| Exercise aim |
Could you reproduce word for word the part of the records that opens with the line containing "task | drop a marker on every instance of the yellow" and closes with the line containing "column 370, row 452", including both of those lines but leaving out the pictures?
========================================================================
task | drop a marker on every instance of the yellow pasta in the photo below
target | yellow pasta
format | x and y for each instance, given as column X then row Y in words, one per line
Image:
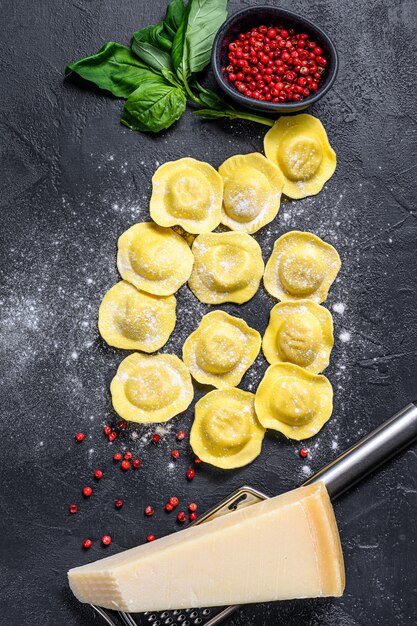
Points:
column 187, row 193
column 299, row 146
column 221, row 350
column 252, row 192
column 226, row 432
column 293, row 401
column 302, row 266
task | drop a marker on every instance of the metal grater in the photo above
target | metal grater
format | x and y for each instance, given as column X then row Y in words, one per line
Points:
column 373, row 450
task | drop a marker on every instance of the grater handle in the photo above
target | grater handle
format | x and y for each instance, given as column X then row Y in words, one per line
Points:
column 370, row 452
========================================================================
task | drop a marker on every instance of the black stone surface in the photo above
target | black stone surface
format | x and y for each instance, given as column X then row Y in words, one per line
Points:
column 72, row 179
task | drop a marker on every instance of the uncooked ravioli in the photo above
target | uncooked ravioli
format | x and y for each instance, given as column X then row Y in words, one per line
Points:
========================================================================
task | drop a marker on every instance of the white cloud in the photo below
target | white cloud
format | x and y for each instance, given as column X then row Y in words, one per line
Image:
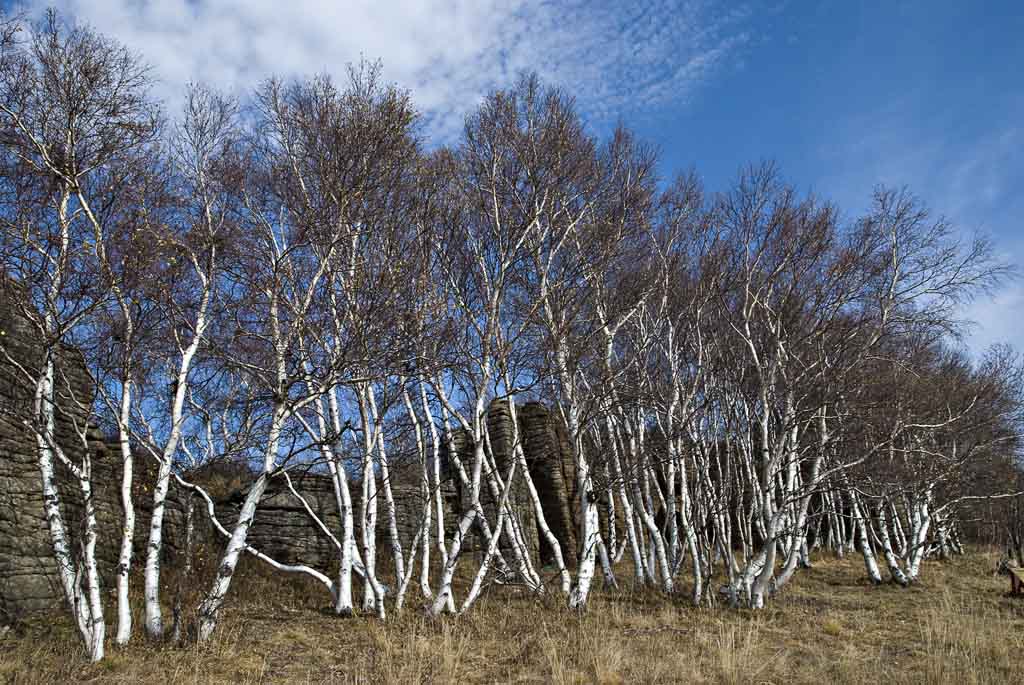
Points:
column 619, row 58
========================================================================
| Completed exercise |
task | drop a marker on every instance of the yellow pasta in the photo below
target | yellow pasta
format | x and y for each instance, given as column X then row Y in words, one per line
Image:
Points:
column 187, row 193
column 299, row 146
column 221, row 350
column 252, row 192
column 226, row 432
column 293, row 401
column 302, row 266
task | drop a marker on every instance of the metal grater in the photo above
target | metal grater
format | x and y for each instance, given as column X then row Y in words, one per line
Points:
column 373, row 450
task | drop a marker on every instance of the grater handle in the photo above
target | grater handle
format | x and y for each instance, given as column X then row Y in words, one per line
Points:
column 370, row 452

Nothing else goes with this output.